Excerpt from a dataset
▼
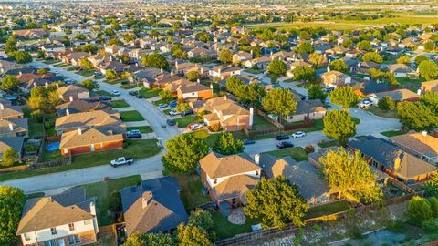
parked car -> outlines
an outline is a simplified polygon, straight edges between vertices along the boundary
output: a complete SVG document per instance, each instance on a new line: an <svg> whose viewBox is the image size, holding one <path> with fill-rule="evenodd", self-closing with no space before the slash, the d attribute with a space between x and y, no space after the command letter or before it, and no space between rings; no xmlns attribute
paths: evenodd
<svg viewBox="0 0 438 246"><path fill-rule="evenodd" d="M284 148L294 147L294 144L288 141L283 141L283 142L277 143L276 147L278 147L279 149L284 149Z"/></svg>
<svg viewBox="0 0 438 246"><path fill-rule="evenodd" d="M276 136L276 140L279 141L279 140L286 140L286 139L290 139L290 137L284 134Z"/></svg>
<svg viewBox="0 0 438 246"><path fill-rule="evenodd" d="M306 133L304 131L296 131L292 133L292 138L301 138L306 136Z"/></svg>
<svg viewBox="0 0 438 246"><path fill-rule="evenodd" d="M178 102L177 101L172 101L169 103L169 107L171 108L175 108L178 106Z"/></svg>
<svg viewBox="0 0 438 246"><path fill-rule="evenodd" d="M158 105L158 108L166 108L167 107L167 104L165 103L161 103Z"/></svg>
<svg viewBox="0 0 438 246"><path fill-rule="evenodd" d="M244 142L244 145L255 144L256 143L255 140L251 140L251 139L245 139L243 142Z"/></svg>
<svg viewBox="0 0 438 246"><path fill-rule="evenodd" d="M120 157L116 159L111 160L111 166L114 168L117 168L119 166L125 165L125 164L130 165L132 164L132 162L134 162L133 158Z"/></svg>

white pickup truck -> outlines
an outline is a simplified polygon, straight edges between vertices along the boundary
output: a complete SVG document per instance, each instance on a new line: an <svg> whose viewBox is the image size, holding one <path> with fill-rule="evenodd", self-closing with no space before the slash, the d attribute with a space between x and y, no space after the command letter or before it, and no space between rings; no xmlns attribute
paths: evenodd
▲
Aim of the task
Rewrite the records from the line holding "white pickup truck -> outlines" through the end of the records, both included, with "pickup truck" replaced by "delivery van" and everything else left unchanged.

Written answer
white delivery van -> outlines
an outline is a simplified polygon, straight edges between vertices along the boundary
output: a complete SVG document per instance, each instance on a new line: an <svg> whose viewBox is the image size, holding one <path> with fill-rule="evenodd", self-closing with no space before the slash, the d attribute with a space between x and y, no space after the command letter or before it, and no space between rings; no xmlns attribute
paths: evenodd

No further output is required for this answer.